• [Trecho do documento]
------------------------

O índio na historiografia brasileira



O ÍNDIO NA HISTORIOGRAFIA BRASILEIRA

                                                                                        Prof. Me. Ciro José Toaldo

 

A historiografia brasileira, ao longo das últimas duas décadas, tem buscado incorporar grupos sociais antes ignorados pela bibliografia. Ao mesmo tempo, abordagens antropológicas têm penetrado em diversas áreas de investigação histórica, abrangendo estudos sobre a inquisição, a escravidão, as relações de gênero, as mentalidade, entre  outros assuntos. Diante do que se apresenta, é de se estranhar a pouca atenção dispensada aos povos indígenas pelos historiadores. Entretanto, entre os antropólogos, tem surgido um interesse pela história indígena, tentando preencher as lacunas e omissões legadas pelos historiadores e antropólogos de gerações anteriores, através de pesquisa e discussões críticas das formas pelas quais o passado indígena tem sido abordado desde os tempos coloniais.

Segundo, John Manuel Monteiro, autores tão diversos como Alexandre Rodrigues Ferreira, Capistrano de Abreu, Florestan Fernandes e entre outros, buscaram ao seu modo, diante dos desafios políticos e limites teóricos de suas respectivas épocas, atribuir um significado à história das populações indígenas.  Porém, o traço comum entre esses pensadores é o pessimismo que encaram o futuro dos povos nativos.

Manuela Carneiro da Cunha, na introdução do livro História dos índios no Brasil, coloca a necessidade de perceber as sociedade indígenas como  parte do futuro e não só do passado, sendo assim, o  estudo das sociedade indígenas,  deve ser otimista, onde  as relações estabelecidas com estes povos,  devem ser mais justas,  não como foram durante quase cinco séculos, onde os índios foram  pensados como seres efêmeros, em transição: transição para a cristandade, a civilização, a assimilação, o desaparecimento. Ou seja, a História do Brasil, foi uma sucessão de atos injustos cometidos contra os indígenas.

 A maior das armadilhas acerca da história indígena é a ilusão de primitivismo, da segunda metade do século XIX, época do triunfo do evolucionismo, prosperou a idéia de que certas sociedades teriam ficado a estaca zero da evolução, e que eram portanto algo como fósseis vivos que testemunhavam o passado das sociedades ocidentais e como pararam no tempo, não cabia procurar-lhes sua  história. (Carneiro Cunha, 1998:11).

As conseqüências desse suporte teórico são levadas pela política indigenista pelo país a dentro que redundava no deslocamento de populações, na imposição de sistemas de trabalho que desagregavam as comunidades, na assimilação forçada, na descaracterização étnica e, em episódios de triste memória, até na violência premeditada e no extermínio físico. Mesmo nas fases mais esclarecidas da “proteção” oficial, os órgãos indigenistas trabalhavam no sentido de amenizar o impacto do processo “civilizatório”, considerando um fato inevitável que, dia mais, dia a menos levaria à completa integração dos índios à nação brasileira.

------------------------

• [Extrato de dados]
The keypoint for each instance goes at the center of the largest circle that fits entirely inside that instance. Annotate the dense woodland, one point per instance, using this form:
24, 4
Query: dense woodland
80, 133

------------------------

• [Tarefa a realizar] Escreva a continuação do texto sobre o índio na historiografia brasileira, começando logo depois da última frase apresentada.

• [Resposta do exercício]
Nos últimos anos, entretanto, o pressuposto de que os índios simplesmente deixarão de existir começou a ser revertido, pairando um otimismo no horizonte do futuro dos índios. A principal voz discordante, em enfática negação da tese  do desaparecimento, não pertence ao “órgão indigenista oficial”, mas aos próprios índios que, através de novas formas de expressão políticas, tais como as organizações indígenas, reivindicam e reconquistam direitos históricos.

Um elemento positivo, colocado por Darcy Ribeiro é que hoje os índios estão aumentando de número. Há trinta anos eles se reduziram a cerca de 100 mil. Hoje se acercam dos 300 mil e dado de 1996, do Governo Federal é de 325.652 o número de índios existentes no Brasil.

Outro ponto colocado é a  força de organização dos índios, que recebem apoio de toda a sociedade nacional e internacional, tais órgãos tem contribuído para reformular fundamentalmente  o modo de pensar o futuro das sociedades indigenistas, isto se fez sentir nos avanços conquistados pela Constituição de 1988 ( Darcy Ribeiro, 1996: 13).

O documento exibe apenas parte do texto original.